[Dataset entries]
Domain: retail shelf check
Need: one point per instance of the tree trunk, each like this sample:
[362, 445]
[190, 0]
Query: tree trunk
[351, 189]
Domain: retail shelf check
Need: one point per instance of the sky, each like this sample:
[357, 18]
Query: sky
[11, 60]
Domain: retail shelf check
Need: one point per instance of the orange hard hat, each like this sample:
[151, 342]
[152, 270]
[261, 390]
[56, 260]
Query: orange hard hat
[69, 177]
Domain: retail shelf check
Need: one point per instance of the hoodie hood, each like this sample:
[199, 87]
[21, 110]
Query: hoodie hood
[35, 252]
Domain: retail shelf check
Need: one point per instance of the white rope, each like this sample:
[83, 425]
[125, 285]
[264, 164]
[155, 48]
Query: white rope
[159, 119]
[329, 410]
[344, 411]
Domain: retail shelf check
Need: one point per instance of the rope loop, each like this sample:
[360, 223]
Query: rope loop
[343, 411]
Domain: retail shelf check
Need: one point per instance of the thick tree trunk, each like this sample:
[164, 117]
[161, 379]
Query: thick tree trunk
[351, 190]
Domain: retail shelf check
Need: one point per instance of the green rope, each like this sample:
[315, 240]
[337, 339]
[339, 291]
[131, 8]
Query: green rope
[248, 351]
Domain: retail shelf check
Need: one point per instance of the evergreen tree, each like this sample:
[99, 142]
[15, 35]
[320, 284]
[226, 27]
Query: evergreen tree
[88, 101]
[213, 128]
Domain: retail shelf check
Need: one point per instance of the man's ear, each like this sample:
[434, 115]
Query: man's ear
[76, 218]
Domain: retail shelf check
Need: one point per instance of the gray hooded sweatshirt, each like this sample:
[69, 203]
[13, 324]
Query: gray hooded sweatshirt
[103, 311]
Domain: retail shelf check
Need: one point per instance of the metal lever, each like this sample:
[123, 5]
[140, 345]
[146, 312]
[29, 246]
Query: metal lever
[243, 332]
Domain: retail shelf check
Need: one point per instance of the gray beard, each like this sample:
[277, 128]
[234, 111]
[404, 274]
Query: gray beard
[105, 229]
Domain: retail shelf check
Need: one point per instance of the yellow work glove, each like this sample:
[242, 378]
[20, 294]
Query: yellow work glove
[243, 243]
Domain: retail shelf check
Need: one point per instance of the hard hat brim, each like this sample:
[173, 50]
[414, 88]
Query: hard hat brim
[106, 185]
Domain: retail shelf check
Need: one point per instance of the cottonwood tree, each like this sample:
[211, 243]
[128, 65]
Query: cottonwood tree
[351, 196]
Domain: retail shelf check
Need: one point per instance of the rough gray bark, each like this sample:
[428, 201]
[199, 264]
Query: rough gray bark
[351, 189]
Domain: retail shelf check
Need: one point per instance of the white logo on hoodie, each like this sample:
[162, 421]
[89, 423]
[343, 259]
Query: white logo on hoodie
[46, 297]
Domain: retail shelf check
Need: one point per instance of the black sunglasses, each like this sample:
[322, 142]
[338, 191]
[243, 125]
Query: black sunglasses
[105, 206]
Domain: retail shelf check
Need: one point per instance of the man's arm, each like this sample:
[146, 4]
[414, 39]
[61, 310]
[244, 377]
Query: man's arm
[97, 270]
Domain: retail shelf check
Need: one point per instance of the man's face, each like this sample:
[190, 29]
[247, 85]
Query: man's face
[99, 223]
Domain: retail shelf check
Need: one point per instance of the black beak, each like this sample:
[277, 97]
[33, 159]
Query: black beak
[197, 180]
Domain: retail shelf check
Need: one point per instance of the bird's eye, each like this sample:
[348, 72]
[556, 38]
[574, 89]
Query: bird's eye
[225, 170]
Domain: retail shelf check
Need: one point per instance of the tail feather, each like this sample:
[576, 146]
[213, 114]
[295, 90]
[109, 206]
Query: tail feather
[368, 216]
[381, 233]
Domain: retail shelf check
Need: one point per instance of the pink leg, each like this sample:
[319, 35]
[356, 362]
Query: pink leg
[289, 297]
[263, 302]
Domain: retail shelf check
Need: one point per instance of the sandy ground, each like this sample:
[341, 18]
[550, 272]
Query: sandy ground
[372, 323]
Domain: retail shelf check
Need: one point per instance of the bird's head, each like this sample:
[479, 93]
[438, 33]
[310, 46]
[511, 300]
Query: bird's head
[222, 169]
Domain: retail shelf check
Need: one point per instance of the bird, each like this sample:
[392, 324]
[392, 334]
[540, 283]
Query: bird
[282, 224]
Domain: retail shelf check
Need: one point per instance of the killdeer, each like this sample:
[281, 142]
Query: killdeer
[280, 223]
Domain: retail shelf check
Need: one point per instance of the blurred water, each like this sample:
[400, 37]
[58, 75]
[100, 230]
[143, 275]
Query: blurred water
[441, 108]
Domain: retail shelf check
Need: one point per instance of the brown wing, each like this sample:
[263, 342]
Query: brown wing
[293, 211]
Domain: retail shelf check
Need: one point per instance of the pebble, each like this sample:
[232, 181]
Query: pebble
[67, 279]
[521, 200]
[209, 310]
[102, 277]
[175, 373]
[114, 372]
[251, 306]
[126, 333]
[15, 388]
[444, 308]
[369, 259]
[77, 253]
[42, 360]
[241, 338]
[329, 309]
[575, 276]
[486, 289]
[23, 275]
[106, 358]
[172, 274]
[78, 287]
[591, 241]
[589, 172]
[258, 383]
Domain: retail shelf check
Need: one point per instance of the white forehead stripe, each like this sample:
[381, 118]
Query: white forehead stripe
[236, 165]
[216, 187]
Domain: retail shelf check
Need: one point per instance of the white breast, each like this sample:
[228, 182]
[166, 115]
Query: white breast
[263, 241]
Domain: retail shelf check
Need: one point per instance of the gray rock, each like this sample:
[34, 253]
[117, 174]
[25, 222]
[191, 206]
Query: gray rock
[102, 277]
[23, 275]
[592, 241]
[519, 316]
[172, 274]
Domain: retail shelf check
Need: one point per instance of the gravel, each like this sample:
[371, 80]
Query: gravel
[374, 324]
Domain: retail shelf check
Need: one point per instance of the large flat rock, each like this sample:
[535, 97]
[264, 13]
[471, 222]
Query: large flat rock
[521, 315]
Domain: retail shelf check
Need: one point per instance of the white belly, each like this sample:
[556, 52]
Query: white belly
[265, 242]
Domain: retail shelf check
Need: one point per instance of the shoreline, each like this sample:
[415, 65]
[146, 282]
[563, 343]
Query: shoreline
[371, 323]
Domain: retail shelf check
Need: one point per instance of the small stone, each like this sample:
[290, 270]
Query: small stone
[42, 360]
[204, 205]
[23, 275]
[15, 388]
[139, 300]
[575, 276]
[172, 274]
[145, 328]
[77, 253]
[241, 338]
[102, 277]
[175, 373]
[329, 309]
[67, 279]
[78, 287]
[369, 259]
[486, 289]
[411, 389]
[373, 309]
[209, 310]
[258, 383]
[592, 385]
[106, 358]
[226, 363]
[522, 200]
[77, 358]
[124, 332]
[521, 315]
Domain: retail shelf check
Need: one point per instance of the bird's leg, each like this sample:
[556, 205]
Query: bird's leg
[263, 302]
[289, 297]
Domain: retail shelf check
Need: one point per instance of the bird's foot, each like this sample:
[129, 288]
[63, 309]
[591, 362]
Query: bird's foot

— Task details —
Filter the entries above down to the lines that contain the word "bark", copying each such line in full. Case counts, so match only that exact capitalization.

— Worked answer —
Need: one point per instance of the rough gray bark, each like this sample:
Query: rough gray bark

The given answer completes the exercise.